## DESCRIPTION OF THE TASK
Find the word "wooden" in the data below and copy each line that holds it.

## Records excerpted from a collection
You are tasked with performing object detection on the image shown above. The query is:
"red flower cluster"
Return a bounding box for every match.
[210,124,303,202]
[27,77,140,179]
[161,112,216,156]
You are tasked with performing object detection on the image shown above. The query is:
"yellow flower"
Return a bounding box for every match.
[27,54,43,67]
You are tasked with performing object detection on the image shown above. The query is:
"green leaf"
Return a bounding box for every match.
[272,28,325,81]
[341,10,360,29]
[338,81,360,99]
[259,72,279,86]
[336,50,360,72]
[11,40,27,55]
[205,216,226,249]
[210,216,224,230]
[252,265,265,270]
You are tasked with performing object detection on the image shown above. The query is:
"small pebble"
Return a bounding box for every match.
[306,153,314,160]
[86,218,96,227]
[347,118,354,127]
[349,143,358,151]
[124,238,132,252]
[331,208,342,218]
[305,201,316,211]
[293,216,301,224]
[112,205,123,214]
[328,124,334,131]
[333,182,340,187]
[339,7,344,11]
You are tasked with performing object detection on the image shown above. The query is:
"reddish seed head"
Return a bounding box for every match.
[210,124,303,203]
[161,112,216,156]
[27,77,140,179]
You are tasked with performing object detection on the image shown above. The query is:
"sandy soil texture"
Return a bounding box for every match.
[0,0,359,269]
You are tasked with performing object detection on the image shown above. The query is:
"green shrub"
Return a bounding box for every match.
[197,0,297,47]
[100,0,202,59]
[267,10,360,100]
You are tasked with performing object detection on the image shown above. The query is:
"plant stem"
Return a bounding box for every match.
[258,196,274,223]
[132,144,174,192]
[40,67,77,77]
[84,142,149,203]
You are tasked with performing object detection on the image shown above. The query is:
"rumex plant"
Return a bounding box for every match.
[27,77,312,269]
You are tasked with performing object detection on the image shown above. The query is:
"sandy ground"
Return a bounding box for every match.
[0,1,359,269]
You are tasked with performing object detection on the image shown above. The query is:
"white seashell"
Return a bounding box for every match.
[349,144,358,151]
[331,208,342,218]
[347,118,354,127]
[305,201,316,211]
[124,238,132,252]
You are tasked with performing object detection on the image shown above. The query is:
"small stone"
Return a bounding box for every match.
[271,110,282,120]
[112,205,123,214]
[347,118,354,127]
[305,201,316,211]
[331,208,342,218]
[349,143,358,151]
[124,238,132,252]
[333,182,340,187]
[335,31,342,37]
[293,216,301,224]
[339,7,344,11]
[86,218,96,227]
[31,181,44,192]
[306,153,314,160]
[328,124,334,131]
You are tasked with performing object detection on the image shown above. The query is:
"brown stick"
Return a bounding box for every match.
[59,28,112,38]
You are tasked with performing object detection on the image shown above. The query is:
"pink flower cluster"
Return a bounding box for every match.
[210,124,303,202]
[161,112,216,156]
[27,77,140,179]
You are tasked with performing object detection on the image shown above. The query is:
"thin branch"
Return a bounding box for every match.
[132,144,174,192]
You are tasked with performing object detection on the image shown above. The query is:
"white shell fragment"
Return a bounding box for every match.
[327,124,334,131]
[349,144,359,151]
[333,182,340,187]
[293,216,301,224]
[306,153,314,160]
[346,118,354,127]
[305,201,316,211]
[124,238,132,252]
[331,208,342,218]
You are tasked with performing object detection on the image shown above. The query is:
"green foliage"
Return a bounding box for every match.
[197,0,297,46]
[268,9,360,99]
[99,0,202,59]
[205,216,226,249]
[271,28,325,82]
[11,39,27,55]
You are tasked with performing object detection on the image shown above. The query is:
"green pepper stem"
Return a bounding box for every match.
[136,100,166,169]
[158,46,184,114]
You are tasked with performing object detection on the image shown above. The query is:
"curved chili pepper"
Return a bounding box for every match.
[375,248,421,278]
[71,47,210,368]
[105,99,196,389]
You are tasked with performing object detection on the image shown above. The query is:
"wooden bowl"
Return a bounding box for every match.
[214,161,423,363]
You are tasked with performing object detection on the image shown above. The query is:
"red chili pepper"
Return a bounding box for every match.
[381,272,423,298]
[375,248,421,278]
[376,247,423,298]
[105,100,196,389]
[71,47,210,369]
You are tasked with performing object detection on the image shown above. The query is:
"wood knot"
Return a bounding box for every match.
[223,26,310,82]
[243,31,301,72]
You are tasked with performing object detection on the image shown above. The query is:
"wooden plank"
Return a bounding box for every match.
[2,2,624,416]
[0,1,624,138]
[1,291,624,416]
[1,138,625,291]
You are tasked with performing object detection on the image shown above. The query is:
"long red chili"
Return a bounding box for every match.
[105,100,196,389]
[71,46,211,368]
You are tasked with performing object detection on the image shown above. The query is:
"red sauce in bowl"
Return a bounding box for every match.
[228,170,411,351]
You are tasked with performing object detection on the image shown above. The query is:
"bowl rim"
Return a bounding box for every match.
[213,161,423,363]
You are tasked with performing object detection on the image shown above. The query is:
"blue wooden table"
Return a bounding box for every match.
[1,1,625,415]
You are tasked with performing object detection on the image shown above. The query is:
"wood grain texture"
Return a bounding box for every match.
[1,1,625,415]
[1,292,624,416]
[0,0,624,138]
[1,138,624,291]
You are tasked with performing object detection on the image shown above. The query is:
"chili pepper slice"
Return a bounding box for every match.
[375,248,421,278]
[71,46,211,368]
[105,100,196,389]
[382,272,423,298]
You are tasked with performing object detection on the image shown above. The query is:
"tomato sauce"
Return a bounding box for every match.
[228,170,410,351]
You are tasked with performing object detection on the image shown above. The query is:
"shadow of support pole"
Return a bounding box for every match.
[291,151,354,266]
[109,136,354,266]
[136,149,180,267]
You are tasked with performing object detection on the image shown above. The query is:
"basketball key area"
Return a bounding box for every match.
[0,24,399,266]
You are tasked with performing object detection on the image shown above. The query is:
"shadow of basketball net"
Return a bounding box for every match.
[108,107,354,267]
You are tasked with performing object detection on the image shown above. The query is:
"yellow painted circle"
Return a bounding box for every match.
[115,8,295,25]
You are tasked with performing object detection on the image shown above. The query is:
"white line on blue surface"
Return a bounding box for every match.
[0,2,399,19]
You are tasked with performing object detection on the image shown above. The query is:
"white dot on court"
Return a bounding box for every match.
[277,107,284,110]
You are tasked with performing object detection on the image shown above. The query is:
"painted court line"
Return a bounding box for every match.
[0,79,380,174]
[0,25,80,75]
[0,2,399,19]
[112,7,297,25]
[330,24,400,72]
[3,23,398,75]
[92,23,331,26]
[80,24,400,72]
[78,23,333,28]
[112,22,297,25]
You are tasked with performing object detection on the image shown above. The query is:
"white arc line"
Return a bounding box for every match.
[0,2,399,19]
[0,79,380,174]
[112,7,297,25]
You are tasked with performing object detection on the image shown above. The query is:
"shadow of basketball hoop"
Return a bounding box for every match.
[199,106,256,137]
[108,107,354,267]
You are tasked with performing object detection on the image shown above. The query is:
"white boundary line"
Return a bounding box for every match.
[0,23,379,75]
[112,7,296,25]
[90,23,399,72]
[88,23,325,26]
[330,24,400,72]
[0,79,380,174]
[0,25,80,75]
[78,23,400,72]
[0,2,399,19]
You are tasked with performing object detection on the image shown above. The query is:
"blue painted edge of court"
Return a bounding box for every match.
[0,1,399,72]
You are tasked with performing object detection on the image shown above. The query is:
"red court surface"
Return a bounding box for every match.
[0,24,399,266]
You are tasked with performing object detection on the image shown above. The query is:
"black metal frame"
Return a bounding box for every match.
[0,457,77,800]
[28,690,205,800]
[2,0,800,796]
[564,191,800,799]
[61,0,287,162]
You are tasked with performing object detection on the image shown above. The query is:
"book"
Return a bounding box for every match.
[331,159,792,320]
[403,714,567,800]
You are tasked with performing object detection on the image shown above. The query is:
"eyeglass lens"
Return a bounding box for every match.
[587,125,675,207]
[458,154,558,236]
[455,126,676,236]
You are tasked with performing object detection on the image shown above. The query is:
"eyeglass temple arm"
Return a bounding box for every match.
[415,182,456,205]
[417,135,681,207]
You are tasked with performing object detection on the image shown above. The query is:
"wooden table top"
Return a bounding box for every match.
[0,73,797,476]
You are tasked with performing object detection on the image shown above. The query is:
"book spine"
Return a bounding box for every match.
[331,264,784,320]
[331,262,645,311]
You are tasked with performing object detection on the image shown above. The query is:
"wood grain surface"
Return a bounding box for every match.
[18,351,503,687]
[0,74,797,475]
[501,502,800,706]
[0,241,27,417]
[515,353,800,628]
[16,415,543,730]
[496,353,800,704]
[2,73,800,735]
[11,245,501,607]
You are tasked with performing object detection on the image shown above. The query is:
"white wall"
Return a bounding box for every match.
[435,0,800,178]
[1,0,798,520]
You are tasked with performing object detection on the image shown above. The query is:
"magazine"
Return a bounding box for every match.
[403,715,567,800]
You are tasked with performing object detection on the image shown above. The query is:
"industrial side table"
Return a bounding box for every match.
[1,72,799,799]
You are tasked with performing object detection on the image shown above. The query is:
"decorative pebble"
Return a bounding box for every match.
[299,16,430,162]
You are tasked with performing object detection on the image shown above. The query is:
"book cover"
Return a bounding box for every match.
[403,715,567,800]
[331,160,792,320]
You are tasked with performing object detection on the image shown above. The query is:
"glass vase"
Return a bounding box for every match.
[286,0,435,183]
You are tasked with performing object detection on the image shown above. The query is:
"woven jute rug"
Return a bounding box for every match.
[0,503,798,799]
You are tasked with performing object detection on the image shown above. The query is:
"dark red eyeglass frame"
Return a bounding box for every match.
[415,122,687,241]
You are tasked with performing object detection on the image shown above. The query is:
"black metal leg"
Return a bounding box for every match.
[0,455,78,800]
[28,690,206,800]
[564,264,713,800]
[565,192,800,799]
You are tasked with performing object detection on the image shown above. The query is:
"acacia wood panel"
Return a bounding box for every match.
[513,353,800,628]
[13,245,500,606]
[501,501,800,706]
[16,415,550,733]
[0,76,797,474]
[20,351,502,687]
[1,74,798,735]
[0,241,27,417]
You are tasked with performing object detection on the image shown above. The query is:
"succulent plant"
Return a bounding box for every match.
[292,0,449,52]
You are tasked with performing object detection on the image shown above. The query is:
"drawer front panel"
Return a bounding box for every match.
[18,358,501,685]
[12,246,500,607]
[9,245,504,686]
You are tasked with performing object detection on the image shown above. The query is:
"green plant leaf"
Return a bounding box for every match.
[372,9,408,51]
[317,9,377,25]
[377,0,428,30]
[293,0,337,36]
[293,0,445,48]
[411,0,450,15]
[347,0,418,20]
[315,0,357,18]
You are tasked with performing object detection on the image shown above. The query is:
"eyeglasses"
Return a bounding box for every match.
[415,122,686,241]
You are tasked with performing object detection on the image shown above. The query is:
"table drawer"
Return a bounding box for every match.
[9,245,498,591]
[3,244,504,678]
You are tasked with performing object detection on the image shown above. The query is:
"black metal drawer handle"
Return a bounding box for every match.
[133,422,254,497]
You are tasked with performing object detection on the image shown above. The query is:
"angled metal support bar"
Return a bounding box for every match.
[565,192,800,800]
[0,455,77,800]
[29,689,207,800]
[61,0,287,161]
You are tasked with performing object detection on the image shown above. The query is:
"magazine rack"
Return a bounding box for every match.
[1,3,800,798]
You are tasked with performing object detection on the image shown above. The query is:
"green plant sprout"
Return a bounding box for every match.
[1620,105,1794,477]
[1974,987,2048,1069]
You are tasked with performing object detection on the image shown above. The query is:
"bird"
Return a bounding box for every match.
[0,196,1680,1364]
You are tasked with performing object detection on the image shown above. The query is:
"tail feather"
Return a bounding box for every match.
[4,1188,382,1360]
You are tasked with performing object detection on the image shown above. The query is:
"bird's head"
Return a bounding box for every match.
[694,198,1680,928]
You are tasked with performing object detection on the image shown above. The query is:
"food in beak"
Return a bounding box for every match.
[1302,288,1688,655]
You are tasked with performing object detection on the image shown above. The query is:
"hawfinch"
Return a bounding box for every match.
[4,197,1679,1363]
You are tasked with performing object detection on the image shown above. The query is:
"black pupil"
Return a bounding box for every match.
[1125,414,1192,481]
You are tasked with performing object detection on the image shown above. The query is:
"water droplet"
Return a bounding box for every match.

## OUTPUT OF THE EXERCISE
"wooden bowl"
"wooden plank"
"blue wooden table"
"wooden table top"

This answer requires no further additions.